[GIVEN INSTRUCTION] Collect every line of the material that contains the string "target".

··········

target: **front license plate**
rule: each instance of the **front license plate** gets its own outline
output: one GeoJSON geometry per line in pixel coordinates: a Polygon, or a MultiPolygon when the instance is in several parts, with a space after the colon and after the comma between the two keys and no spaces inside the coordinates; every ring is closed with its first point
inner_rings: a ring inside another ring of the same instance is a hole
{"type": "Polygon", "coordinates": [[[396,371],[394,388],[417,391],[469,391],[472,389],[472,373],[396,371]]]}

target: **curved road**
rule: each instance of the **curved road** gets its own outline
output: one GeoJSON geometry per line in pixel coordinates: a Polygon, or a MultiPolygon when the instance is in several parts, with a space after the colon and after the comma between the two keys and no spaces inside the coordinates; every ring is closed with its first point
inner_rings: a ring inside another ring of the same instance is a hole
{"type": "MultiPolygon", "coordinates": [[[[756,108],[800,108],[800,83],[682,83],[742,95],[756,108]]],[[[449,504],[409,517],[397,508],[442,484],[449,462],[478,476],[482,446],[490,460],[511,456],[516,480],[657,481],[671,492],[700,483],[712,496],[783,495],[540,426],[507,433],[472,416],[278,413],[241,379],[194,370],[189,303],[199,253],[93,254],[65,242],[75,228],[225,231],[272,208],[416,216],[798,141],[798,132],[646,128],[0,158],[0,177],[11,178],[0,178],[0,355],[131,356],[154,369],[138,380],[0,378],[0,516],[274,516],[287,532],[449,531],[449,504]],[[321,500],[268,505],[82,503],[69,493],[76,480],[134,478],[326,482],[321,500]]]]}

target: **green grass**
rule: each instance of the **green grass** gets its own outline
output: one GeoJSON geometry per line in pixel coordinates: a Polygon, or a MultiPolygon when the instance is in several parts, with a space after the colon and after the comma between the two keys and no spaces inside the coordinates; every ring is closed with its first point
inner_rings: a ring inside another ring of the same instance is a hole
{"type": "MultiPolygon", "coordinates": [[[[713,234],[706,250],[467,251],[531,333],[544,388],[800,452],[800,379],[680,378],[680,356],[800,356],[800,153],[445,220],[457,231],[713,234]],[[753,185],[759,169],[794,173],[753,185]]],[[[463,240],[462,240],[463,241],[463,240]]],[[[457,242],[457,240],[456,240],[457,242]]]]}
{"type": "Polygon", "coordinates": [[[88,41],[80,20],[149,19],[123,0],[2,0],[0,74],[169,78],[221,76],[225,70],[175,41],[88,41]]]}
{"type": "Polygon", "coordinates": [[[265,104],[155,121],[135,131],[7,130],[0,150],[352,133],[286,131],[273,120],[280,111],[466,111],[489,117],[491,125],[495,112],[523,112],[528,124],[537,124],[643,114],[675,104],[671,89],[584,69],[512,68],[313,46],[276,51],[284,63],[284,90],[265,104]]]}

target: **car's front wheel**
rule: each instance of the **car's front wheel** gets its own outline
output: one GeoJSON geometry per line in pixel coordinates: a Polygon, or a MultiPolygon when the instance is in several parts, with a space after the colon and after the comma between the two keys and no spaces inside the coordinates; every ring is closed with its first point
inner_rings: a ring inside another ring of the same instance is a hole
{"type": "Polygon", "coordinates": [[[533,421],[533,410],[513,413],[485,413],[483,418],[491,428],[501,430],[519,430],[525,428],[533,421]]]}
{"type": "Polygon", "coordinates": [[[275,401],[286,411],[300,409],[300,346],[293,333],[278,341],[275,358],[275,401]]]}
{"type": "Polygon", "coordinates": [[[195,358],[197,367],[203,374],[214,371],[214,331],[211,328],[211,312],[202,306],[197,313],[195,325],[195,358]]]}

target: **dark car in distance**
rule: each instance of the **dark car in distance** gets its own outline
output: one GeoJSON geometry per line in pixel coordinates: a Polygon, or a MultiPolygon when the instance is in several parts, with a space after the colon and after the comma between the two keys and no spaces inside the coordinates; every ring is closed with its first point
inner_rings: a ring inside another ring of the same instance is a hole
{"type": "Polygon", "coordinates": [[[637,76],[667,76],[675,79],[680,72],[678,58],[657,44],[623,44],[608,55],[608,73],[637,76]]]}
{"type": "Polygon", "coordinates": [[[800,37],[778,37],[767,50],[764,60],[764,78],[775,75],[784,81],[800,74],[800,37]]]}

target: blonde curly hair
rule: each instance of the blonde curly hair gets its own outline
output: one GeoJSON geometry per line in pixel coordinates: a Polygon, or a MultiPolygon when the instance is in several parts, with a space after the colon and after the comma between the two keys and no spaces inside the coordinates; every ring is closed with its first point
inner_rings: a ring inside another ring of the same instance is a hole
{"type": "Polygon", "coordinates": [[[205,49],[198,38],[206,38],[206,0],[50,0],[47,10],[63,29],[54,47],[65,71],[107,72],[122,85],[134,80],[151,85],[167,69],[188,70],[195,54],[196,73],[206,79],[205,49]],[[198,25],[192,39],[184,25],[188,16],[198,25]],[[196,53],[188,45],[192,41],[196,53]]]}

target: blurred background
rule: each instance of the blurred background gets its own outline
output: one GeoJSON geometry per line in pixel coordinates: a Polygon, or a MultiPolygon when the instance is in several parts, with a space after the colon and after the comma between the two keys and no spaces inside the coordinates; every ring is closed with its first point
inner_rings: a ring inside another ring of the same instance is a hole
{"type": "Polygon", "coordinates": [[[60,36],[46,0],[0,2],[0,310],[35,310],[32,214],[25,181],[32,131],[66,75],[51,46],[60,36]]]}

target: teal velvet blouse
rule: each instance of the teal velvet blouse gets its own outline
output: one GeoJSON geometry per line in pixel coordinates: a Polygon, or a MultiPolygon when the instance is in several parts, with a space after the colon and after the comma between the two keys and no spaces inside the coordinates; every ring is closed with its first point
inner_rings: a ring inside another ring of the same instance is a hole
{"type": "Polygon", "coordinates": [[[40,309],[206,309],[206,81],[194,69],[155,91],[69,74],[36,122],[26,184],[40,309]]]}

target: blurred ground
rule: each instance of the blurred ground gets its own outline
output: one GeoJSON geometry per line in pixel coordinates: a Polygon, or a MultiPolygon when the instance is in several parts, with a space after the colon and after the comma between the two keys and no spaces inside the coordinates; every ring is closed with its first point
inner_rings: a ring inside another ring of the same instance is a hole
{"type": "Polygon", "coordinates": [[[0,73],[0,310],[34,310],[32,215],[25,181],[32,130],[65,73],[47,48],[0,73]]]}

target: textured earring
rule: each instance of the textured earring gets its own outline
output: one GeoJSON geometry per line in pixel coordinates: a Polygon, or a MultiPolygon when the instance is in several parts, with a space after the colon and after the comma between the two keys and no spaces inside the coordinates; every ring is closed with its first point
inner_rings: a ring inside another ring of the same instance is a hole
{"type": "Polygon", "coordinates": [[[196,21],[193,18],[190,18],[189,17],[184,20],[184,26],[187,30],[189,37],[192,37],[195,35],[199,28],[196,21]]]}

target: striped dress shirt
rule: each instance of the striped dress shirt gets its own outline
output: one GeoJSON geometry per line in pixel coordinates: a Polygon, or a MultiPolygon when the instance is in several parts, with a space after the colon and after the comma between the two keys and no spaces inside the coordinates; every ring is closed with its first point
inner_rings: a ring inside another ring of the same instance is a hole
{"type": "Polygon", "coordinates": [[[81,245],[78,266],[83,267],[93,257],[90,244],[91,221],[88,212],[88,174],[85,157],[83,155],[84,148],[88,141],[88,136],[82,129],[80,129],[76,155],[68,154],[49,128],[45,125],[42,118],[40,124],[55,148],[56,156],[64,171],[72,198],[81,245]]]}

··········

[EXERCISE RESPONSE]
target: **front license plate**
target: **curved road**
target: **green grass**
target: **car's front wheel**
target: **dark car in distance**
target: blonde curly hair
target: blurred background
target: teal velvet blouse
target: blurred ground
target: textured earring
target: striped dress shirt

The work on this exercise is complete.